• SHORT PROBLEM: Please reproduce every one of the entries below word for word, changing nothing.

• DATA SUPPLIED:
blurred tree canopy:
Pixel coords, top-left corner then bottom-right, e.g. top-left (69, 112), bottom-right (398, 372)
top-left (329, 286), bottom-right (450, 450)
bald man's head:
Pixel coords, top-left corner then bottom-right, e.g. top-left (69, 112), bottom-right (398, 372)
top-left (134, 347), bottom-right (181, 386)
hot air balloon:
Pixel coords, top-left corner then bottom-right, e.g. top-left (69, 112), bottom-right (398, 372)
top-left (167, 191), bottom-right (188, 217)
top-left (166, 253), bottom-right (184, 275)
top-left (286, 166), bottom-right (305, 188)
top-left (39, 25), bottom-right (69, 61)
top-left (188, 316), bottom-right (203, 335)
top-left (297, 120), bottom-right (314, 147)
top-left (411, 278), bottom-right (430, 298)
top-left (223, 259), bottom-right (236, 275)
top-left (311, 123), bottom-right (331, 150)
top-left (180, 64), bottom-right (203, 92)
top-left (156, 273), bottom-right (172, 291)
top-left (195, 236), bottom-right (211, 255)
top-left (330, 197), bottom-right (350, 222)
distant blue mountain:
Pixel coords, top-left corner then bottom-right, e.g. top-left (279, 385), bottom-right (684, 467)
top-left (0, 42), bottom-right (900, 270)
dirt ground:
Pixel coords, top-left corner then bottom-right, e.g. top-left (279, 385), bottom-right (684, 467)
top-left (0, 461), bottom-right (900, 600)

• RIGHT ANSWER:
blurred tree canopy:
Pixel coords, top-left corner then bottom-right, e.g. top-left (69, 112), bottom-right (398, 372)
top-left (329, 286), bottom-right (450, 450)
bald man's head:
Pixel coords, top-left corner then bottom-right, e.g. top-left (69, 112), bottom-right (398, 372)
top-left (134, 347), bottom-right (181, 386)
hot air balloon:
Pixel coords, top-left corner then bottom-right, e.g. top-left (69, 112), bottom-right (398, 372)
top-left (167, 191), bottom-right (188, 217)
top-left (166, 253), bottom-right (184, 275)
top-left (286, 166), bottom-right (305, 188)
top-left (39, 25), bottom-right (69, 61)
top-left (188, 316), bottom-right (203, 335)
top-left (297, 120), bottom-right (314, 147)
top-left (411, 278), bottom-right (430, 298)
top-left (223, 259), bottom-right (236, 275)
top-left (311, 123), bottom-right (331, 150)
top-left (180, 64), bottom-right (203, 92)
top-left (156, 273), bottom-right (172, 291)
top-left (195, 236), bottom-right (211, 255)
top-left (330, 197), bottom-right (350, 222)
distant blue mountain:
Pixel coords, top-left corner then bottom-right, e.g. top-left (279, 385), bottom-right (684, 467)
top-left (0, 42), bottom-right (900, 270)
dirt ground:
Pixel coords, top-left corner then bottom-right, e.g. top-left (279, 385), bottom-right (684, 467)
top-left (0, 461), bottom-right (900, 600)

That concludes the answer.